- _PROVIDED PASSAGE_:
**********
The Health Benefits of Intermittent Fasting

2/22/15 –

 

I’ve been getting a lot of questions regarding Intermittent Fasting so I thought I would clear up any confusion with some great new studies and guidelines below.   You will still get amazing results without ever trying it – it’s just another tool in your toolbox for health and weight loss.

In addition to removing your cravings for processed foods, sugar, and snack foods – Intermittent Fasting will turn you into an efficient fat-burning machine.   It will make it easier to maintain a healthy body weight, and modern science has confirmed there are many other good reasons to fast intermittently.

For example, research presented at the 2011 annual scientific sessions of the American College of Cardiology in New Orleans showed that fasting triggered a 1,300 percent rise of human growth hormone (HGH) in women, and an astounding 2,000 percent in men.

HGH, human growth hormone, commonly referred to as “the Youth hormone,” plays an important role in maintaining youth, health, fitness and longevity, including promotion of muscle growth, and boosting fat loss by increasing your metabolism. The fact that it helps build muscle while simultaneously promoting Fat Loss and Youth explains why HGH helps you lose weight without sacrificing muscle mass.  The only other thing that can compete in terms of dramatically boosting HGH levels is high-intensity interval training, just like my Toned in Ten Program.

Other health benefits of intermittent fasting include:

Normalizing your insulin and leptin sensitivity, which is key for optimal health

Improving biomarkers of disease

Normalizing ghrelin levels, also known as “the hunger hormone”

Reducing inflammation and lessening free radical damage

Lowering triglyceride levels

Preserving memory functioning and learning

 

How Intermittent Fasting Benefits Your Brain

There are some groundbreaking studies that show your brain can also benefit from intermittent fasting.
**********
- _TASKS TO COMPLETE_:
A - In the intermittent fasting article, rewrite the paragraph beginning "HGH, human growth hormone, commonly referred to" as a shorter version that keeps its main facts.
B - Reproduce word for word the portion of the intermittent fasting article that begins at the words "Reducing inflammation and" and stops after the words "from intermittent fasting.".
C - Translate this sentence from the intermittent fasting article into Spanish: "There are some groundbreaking studies that show your brain can also benefit from intermittent fasting."

- _AVAILABLE DATA_:
**********
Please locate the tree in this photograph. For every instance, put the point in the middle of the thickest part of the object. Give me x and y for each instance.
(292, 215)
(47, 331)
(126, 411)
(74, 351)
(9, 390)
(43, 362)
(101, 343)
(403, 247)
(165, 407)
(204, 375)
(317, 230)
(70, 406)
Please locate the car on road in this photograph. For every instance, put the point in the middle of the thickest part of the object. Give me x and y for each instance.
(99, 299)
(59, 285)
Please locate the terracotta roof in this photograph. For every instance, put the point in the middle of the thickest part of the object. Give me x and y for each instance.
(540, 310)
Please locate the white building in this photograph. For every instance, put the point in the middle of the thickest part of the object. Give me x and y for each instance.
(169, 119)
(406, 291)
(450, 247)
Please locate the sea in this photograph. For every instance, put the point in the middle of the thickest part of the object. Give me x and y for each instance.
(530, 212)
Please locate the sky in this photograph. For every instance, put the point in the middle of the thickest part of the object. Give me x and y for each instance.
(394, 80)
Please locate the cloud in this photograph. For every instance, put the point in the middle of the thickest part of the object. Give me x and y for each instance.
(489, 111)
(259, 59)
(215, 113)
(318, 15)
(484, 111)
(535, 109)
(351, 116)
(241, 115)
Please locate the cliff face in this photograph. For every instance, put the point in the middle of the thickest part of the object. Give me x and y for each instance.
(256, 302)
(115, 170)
**********
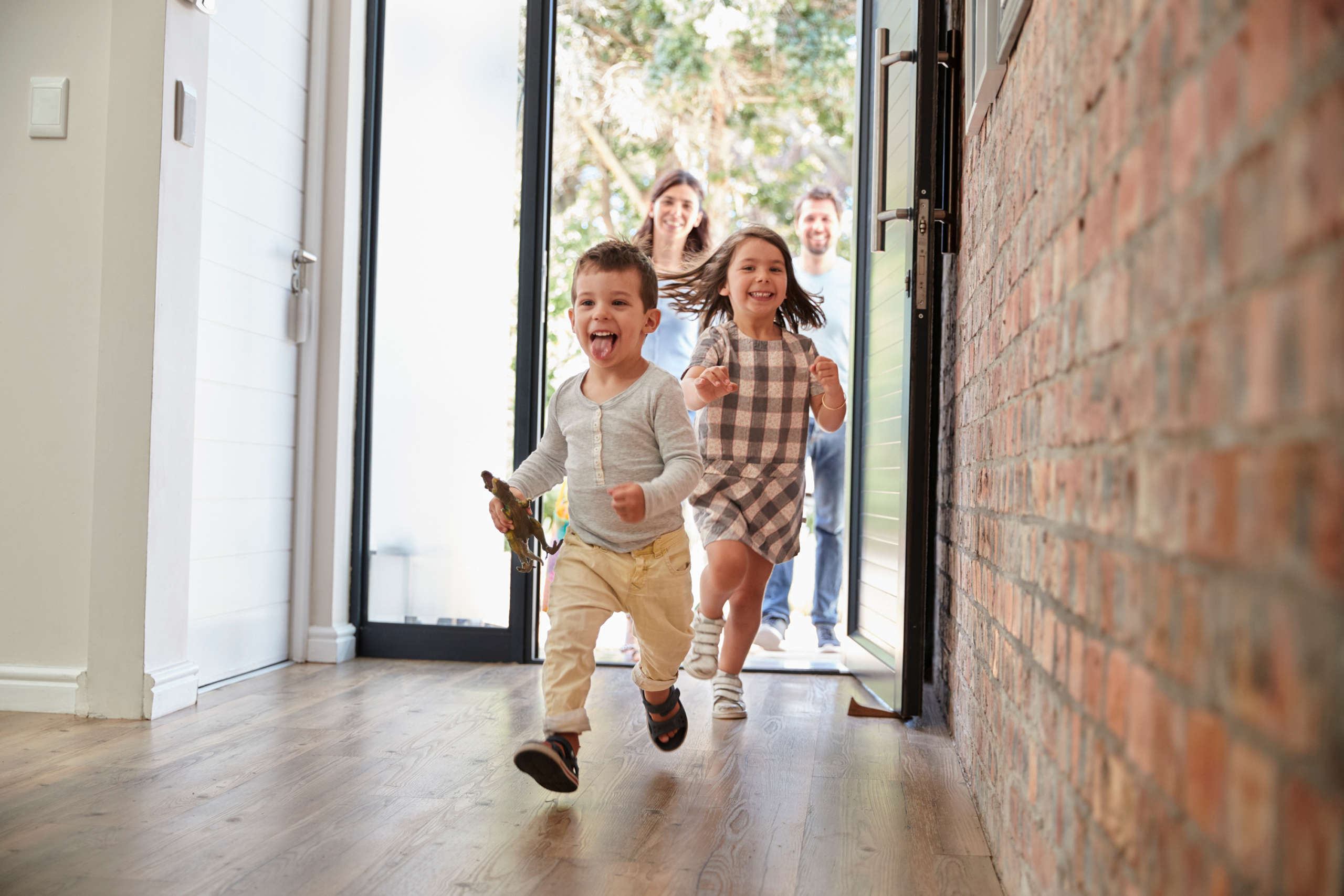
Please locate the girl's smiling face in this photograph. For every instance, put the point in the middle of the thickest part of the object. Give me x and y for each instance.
**********
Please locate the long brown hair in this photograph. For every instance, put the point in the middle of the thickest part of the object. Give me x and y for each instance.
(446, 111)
**********
- _OUTPUTS IN ORDER_:
A - HGH, known as "the Youth hormone," supports youth, health, fitness and longevity by promoting muscle growth and boosting fat loss through a higher metabolism. Because it builds muscle while promoting fat loss, it aids weight loss without sacrificing muscle mass. Only high-intensity interval training, such as the writer's Toned in Ten Program, can compete in dramatically raising HGH levels.

B -
Reducing inflammation and lessening free radical damage

Lowering triglyceride levels

Preserving memory functioning and learning

 

How Intermittent Fasting Benefits Your Brain

There are some groundbreaking studies that show your brain can also benefit from intermittent fasting.

C - Existen algunos estudios pioneros que demuestran que su cerebro también puede beneficiarse del ayuno intermitente.